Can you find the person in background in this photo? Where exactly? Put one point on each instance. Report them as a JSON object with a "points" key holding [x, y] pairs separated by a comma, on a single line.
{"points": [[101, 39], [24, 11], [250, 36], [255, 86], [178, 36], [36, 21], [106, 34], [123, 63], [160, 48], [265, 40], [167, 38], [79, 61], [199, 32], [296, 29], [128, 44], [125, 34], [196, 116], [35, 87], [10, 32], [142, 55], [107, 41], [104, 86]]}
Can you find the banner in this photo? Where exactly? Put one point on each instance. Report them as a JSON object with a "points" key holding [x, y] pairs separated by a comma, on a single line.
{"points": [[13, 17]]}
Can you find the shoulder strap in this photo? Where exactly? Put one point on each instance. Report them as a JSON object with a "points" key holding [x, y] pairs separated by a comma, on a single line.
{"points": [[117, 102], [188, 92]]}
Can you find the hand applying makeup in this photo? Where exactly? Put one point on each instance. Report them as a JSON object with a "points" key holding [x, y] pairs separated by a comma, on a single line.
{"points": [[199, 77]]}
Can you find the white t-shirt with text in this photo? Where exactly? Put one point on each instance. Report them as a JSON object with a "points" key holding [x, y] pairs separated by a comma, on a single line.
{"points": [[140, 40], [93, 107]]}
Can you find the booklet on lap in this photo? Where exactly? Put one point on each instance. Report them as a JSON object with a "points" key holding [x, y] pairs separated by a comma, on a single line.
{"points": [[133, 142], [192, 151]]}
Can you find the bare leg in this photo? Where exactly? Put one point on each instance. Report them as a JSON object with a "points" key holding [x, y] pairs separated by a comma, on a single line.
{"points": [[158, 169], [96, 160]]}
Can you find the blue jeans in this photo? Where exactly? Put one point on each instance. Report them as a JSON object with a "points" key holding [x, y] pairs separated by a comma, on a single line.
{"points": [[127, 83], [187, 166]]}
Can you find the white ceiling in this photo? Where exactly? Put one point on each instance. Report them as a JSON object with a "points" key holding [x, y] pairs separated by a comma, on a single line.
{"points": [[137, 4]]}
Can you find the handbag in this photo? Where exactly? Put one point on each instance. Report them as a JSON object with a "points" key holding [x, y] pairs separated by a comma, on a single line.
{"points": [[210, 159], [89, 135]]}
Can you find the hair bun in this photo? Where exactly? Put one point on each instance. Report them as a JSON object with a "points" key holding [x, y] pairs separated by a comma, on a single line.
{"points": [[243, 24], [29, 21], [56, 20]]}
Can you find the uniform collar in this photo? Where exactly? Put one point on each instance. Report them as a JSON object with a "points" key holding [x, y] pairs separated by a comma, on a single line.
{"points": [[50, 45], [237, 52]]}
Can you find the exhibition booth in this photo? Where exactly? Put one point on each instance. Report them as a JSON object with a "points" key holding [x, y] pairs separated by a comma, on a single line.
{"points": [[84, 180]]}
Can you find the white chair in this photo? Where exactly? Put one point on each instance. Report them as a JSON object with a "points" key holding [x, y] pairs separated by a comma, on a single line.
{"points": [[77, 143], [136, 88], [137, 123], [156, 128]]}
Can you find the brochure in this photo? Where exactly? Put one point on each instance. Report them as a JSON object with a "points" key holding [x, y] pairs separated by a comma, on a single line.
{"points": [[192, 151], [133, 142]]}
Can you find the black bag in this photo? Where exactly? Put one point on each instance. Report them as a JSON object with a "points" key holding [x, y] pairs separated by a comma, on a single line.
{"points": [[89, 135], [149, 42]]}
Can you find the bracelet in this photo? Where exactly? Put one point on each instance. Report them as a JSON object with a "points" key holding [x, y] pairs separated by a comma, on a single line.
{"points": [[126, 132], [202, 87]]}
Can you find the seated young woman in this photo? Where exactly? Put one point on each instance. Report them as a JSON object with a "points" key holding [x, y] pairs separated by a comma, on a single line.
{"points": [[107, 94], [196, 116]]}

Written instruction:
Everything from the line that contains "Can you find the bracelet" through the end of the records must be duplicated exactly, and nothing outside that range.

Solution to this exercise:
Can you find the bracelet in this photo? Where exactly? Put one point on each instance. Report them as a JSON object with a "points" key holding [x, y] pairs separated by a comma, on a single line.
{"points": [[126, 132], [202, 87]]}
Can you find the seated young woman in this photo? Where exactly? Put one point on each instance. Report them as a JSON object with a "points" key holding [x, y] pairs separated by a comma, on a single line.
{"points": [[107, 94], [196, 116]]}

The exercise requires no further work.